[[ Extracted data, beginning ]]

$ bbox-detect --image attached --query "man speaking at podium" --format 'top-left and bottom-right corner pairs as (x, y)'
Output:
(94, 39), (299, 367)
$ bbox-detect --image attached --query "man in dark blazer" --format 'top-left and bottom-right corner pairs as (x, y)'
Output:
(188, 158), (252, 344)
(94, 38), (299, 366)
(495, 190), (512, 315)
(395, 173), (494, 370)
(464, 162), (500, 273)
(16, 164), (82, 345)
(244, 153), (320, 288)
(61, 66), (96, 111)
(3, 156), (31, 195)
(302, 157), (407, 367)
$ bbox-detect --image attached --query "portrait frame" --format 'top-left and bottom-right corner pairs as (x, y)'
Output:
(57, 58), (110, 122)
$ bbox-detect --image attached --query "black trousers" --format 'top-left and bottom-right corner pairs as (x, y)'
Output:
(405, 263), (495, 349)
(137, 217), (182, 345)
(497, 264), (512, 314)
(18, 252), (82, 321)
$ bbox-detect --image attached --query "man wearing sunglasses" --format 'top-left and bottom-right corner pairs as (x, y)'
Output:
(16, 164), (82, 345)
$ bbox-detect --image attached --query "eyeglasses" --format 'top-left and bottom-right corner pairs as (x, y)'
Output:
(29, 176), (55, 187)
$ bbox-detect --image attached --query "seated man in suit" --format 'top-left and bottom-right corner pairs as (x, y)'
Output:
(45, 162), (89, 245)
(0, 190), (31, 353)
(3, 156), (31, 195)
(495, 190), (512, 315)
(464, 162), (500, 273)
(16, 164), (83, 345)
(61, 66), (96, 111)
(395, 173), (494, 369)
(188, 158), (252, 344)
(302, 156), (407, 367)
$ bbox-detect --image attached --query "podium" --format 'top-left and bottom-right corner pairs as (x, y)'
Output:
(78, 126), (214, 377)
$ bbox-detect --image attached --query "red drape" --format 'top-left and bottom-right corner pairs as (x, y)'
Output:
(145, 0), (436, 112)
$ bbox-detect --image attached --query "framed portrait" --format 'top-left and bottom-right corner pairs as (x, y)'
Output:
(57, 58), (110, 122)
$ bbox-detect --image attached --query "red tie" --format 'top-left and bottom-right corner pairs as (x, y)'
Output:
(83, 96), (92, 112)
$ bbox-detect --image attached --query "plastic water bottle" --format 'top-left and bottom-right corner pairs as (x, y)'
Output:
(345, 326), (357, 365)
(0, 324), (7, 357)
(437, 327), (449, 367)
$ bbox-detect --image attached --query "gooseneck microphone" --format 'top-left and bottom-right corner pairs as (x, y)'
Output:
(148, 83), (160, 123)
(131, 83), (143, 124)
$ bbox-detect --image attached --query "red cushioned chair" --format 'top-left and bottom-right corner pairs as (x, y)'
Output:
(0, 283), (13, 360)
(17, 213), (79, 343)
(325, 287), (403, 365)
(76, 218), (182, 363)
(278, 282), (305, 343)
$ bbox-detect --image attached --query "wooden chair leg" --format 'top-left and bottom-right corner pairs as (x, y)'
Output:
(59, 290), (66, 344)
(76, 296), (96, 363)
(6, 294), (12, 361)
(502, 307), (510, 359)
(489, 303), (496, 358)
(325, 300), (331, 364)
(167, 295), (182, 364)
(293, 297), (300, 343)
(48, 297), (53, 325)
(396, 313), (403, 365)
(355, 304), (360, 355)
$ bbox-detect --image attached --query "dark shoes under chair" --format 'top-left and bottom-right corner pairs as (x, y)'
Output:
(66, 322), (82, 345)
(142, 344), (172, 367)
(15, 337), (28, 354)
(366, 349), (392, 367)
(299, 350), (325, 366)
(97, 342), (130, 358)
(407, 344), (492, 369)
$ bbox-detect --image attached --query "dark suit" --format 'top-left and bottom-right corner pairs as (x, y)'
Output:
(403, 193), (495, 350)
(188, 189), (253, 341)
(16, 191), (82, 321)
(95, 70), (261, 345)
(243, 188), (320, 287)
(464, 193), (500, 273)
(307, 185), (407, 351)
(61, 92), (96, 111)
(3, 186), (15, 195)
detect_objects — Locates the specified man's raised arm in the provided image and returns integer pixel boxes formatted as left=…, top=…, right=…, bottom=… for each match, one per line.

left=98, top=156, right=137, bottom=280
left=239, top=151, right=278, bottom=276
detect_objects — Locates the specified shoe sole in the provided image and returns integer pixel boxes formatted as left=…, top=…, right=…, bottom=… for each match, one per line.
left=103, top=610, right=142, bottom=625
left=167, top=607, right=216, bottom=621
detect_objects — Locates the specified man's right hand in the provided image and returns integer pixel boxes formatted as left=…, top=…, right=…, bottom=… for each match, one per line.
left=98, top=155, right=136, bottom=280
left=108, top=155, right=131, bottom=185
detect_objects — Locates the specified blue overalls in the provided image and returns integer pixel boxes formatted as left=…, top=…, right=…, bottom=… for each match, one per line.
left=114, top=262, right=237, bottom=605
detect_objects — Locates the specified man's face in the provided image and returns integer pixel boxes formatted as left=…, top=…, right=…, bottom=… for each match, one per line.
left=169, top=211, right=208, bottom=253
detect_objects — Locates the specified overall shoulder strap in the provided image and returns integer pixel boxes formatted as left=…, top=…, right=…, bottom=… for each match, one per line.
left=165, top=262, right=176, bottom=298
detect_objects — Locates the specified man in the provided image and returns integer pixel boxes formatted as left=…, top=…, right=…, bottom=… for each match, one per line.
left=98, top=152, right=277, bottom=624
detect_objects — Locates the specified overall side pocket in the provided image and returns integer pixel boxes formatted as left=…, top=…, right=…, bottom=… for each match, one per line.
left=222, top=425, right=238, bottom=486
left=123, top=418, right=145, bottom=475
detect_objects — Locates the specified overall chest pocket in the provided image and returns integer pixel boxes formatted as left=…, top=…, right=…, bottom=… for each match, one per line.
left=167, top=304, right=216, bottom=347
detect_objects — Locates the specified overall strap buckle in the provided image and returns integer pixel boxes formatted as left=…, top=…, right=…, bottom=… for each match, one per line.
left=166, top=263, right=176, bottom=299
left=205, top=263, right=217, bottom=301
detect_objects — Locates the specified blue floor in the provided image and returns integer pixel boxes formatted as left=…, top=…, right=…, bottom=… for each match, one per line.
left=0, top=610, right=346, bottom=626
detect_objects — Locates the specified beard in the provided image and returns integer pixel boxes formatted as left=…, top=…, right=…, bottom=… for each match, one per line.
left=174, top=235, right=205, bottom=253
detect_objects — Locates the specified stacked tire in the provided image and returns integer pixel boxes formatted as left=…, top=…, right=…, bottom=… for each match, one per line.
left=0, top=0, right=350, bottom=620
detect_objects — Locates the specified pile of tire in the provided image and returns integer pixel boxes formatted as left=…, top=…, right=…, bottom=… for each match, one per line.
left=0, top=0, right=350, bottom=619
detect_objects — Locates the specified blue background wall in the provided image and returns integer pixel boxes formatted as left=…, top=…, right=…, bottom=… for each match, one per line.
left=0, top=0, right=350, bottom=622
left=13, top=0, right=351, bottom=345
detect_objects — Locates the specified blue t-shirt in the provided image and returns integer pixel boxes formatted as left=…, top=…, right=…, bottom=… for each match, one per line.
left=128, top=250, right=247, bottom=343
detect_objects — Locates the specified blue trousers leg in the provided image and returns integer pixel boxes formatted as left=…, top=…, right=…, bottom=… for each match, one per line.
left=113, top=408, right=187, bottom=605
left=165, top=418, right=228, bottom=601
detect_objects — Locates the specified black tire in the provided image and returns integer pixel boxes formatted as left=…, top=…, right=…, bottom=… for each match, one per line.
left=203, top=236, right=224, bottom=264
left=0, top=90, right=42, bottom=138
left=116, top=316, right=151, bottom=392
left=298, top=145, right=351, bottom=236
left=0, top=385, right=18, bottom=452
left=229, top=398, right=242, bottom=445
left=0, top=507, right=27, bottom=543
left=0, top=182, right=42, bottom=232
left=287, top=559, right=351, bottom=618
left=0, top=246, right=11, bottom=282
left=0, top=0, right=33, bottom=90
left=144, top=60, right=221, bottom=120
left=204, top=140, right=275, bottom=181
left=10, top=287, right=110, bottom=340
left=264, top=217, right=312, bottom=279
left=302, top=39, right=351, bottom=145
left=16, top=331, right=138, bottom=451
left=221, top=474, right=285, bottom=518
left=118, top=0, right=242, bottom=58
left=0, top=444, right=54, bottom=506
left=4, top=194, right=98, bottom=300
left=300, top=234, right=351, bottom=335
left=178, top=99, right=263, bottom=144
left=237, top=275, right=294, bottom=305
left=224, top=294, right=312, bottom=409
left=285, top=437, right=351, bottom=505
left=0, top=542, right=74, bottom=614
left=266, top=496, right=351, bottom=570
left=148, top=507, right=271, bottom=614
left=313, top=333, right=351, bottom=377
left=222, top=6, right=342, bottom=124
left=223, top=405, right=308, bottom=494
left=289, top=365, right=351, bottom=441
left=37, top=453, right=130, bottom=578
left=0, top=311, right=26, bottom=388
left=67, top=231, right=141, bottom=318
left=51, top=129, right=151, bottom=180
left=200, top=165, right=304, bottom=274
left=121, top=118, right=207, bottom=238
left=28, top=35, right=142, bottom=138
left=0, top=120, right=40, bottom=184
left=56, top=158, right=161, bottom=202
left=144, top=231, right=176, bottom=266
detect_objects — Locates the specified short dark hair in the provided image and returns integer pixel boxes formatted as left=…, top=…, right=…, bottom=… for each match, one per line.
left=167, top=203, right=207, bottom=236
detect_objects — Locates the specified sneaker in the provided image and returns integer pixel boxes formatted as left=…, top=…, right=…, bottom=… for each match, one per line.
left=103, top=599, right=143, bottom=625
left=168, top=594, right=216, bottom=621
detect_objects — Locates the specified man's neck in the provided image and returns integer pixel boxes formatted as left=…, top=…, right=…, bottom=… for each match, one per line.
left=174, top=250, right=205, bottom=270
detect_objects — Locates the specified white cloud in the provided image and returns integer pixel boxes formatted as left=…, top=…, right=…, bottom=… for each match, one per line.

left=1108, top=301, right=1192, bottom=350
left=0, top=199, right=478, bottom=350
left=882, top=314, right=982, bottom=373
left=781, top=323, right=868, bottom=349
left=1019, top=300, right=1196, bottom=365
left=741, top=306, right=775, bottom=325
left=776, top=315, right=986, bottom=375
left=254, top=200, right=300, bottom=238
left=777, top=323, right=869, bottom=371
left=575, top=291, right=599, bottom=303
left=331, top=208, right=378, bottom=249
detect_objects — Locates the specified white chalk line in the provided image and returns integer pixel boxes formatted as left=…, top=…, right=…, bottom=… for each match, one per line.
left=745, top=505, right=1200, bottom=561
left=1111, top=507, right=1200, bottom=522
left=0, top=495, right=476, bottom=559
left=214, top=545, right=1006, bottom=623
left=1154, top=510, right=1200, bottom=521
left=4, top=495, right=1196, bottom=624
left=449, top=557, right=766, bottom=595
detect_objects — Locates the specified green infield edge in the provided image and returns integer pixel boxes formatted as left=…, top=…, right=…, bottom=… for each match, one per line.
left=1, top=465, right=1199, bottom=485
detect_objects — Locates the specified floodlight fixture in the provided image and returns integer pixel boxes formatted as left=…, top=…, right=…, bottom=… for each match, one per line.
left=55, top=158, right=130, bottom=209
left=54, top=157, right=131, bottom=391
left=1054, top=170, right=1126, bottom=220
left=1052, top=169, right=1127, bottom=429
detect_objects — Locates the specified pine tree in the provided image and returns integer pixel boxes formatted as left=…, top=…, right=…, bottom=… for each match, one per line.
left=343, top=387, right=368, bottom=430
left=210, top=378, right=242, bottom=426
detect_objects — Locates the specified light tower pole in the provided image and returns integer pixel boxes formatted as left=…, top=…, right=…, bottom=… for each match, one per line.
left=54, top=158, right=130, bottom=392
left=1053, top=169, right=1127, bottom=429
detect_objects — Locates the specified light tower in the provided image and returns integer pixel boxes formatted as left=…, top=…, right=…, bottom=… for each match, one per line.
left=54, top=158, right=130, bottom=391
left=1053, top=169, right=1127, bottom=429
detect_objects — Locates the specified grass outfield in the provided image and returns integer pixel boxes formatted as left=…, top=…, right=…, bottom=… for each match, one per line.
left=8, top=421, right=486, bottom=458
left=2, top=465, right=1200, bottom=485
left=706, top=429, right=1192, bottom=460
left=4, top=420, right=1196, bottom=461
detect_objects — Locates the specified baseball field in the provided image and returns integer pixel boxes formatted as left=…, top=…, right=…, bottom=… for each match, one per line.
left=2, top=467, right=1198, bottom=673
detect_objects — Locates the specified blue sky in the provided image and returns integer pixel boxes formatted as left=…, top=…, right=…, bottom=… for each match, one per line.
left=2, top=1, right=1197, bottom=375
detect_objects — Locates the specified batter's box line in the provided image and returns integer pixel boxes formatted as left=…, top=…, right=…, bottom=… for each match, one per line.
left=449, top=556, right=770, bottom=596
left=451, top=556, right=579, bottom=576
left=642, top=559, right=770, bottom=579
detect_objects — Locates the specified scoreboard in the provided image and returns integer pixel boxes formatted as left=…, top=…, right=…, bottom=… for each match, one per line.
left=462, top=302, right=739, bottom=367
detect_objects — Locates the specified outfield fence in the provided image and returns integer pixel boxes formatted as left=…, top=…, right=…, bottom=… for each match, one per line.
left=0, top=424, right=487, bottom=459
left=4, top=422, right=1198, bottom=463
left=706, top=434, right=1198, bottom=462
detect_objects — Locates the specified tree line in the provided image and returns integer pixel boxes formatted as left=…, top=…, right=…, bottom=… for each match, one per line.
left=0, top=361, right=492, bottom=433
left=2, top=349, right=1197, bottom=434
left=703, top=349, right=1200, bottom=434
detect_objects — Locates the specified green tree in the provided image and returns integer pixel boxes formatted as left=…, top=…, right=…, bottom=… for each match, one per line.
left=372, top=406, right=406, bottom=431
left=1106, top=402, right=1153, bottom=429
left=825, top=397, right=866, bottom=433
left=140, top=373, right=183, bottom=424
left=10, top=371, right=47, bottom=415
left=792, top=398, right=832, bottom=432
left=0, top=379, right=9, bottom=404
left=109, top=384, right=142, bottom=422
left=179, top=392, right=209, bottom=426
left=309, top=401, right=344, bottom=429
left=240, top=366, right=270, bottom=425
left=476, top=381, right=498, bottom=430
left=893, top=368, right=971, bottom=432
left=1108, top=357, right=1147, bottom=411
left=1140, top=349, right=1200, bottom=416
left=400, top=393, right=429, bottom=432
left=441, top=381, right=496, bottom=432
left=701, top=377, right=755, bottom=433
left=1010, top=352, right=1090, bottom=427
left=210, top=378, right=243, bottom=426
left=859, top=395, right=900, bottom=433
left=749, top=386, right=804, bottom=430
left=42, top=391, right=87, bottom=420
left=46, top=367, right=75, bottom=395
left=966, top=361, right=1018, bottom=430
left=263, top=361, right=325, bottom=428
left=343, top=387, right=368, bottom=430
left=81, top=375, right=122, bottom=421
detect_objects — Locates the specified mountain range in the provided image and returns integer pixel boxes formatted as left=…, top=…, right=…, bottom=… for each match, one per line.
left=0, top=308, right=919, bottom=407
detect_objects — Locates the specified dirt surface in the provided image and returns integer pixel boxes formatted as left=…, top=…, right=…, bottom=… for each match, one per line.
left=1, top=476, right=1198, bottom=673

[[ Extracted data, end ]]

> _Task requirements_
For this exercise, copy every line of the data that holds "portrait".

> _Solved problem_
$ bbox-detect --image attached --query "portrait frame" --format 'top-left and bottom-right corner pairs as (x, y)'
$ bbox-detect --image attached --query "framed portrait" --format 'top-left and bottom-right corner pairs as (x, y)'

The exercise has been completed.